Top of SUPPLIED PASSAGE

UNITED STATES DISTRICT COURT FOR THE SOUTHERN DISTRICT OF NEW YORK
January 2, 1970
UNITED STATES of America ex rel. Clara GOLDEN, Petitioner,
W. Cecil JOHNSTON, M.D., Superintendent, Matteawan State Hospital, Beacon, New York, Respondent
Croake, District Judge.
The opinion of the court was delivered by: CROAKE
CROAKE, District Judge.
Petitioner, an inmate of Matteawan State Hospital at Beacon, New York, pursuant to an order of retention made by a justice of the New York State Supreme Court, sitting in Dutchess County on March 8, 1968, has applied to this Court for a writ of habeas corpus.
The petitioner alleges that she has been incarcerated illegally for 19 years and that a multitude of applications to obtain her release have been brought in the New York State courts over the years and she has been unsuccessful in obtaining her release. It would appear from her petition that she claims that she is not dangerously ill. As of July 18, 1969 a petition for a writ of habeas corpus was pending in the Supreme Court of Dutchess County.
The Court is now advised that since the within petition came on for hearing the State petition was dismissed without a hearing on September 5, 1969, as the petitioner refused to appear in court.
The judgment was entered on October 30, 1969 and a copy of the decision mailed to the attorney for the petitioner on October 31, 1969. An appeal was not timely filed.
28 U.S.C. § 2254 (1966) does present some question
as to whether the applicant has exhausted her available state remedies, or otherwise met the requirements necessary to enable her to bring on this proceeding.

Bottom of SUPPLIED PASSAGE
Top of MATERIAL SHOWN

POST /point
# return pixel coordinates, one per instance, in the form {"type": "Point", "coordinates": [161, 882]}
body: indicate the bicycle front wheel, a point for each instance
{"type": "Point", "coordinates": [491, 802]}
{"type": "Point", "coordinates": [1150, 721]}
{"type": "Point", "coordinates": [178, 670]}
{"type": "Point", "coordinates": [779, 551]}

Bottom of MATERIAL SHOWN

WORK ORDER 1. According to the court opinion, on what date was the State petition dismissed without a hearing?
WORK ORDER 2. Write out the part of the court opinion from "UNITED STATES DISTRICT" up to and including "of habeas corpus.".

REPLY 1. September 5, 1969

REPLY 2.
UNITED STATES DISTRICT COURT FOR THE SOUTHERN DISTRICT OF NEW YORK
January 2, 1970
UNITED STATES of America ex rel. Clara GOLDEN, Petitioner,
W. Cecil JOHNSTON, M.D., Superintendent, Matteawan State Hospital, Beacon, New York, Respondent
Croake, District Judge.
The opinion of the court was delivered by: CROAKE
CROAKE, District Judge.
Petitioner, an inmate of Matteawan State Hospital at Beacon, New York, pursuant to an order of retention made by a justice of the New York State Supreme Court, sitting in Dutchess County on March 8, 1968, has applied to this Court for a writ of habeas corpus.